Provided information:
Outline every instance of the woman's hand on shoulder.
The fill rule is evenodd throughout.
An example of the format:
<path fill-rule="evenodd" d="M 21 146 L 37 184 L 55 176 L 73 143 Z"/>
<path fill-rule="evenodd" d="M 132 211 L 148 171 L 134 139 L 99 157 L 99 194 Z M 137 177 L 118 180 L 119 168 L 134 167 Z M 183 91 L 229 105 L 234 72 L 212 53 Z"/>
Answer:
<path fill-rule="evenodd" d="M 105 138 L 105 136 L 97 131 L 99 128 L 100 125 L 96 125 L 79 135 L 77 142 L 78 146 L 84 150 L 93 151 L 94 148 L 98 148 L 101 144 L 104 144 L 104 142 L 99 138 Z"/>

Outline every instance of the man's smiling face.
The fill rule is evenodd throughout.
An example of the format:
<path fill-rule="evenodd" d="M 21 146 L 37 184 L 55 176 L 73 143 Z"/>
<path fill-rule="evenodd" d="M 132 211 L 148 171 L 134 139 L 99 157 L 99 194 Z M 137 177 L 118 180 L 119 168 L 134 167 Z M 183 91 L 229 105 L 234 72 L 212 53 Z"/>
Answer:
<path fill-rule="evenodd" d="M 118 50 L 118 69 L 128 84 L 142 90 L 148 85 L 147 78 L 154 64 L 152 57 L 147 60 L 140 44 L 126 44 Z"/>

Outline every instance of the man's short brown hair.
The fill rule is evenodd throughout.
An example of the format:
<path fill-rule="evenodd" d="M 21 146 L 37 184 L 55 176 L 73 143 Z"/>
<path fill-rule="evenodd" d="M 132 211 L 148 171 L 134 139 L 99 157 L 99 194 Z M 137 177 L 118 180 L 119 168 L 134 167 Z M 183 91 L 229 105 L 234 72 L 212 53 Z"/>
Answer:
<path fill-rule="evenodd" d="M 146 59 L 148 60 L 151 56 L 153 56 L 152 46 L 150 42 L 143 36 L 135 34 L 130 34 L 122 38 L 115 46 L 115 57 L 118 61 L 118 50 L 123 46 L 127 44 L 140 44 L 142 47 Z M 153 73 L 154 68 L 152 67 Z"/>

Given task:
Can you copy out every one of the lines above, word for word and character for character, in the same order?

Written answer:
Outline every instance of the woman's hand on shoulder.
The fill rule is evenodd throughout.
An example of the format:
<path fill-rule="evenodd" d="M 21 146 L 37 184 L 55 176 L 73 143 Z"/>
<path fill-rule="evenodd" d="M 132 211 L 148 171 L 134 139 L 99 157 L 99 194 Z M 137 177 L 118 180 L 119 168 L 134 167 Z M 183 91 L 229 105 L 234 72 L 212 53 Z"/>
Answer:
<path fill-rule="evenodd" d="M 105 138 L 105 136 L 97 131 L 99 128 L 100 125 L 96 125 L 79 135 L 77 142 L 78 146 L 84 150 L 93 151 L 94 148 L 98 148 L 101 144 L 104 144 L 104 142 L 99 138 Z"/>

Outline every instance of the man's smiling face.
The fill rule is evenodd throughout.
An example of the format:
<path fill-rule="evenodd" d="M 21 146 L 37 184 L 55 176 L 73 143 Z"/>
<path fill-rule="evenodd" d="M 132 211 L 148 171 L 134 139 L 99 157 L 99 194 Z M 137 177 L 118 180 L 119 168 L 134 167 Z M 183 91 L 229 105 L 234 72 L 212 53 Z"/>
Answer:
<path fill-rule="evenodd" d="M 118 50 L 118 69 L 128 84 L 142 90 L 148 85 L 147 78 L 154 64 L 152 57 L 147 60 L 140 44 L 126 44 Z"/>

Outline every instance of the man's short brown hair.
The fill rule is evenodd throughout.
An example of the format:
<path fill-rule="evenodd" d="M 21 146 L 37 184 L 55 176 L 73 143 Z"/>
<path fill-rule="evenodd" d="M 132 211 L 148 171 L 134 139 L 99 157 L 99 194 Z M 137 177 L 118 180 L 119 168 L 134 167 Z M 183 91 L 229 105 L 234 72 L 212 53 Z"/>
Answer:
<path fill-rule="evenodd" d="M 146 59 L 148 60 L 151 56 L 153 56 L 152 46 L 150 42 L 143 36 L 135 34 L 130 34 L 122 38 L 115 46 L 115 57 L 118 61 L 118 50 L 123 46 L 127 44 L 140 44 L 142 47 Z M 153 73 L 154 68 L 152 67 Z"/>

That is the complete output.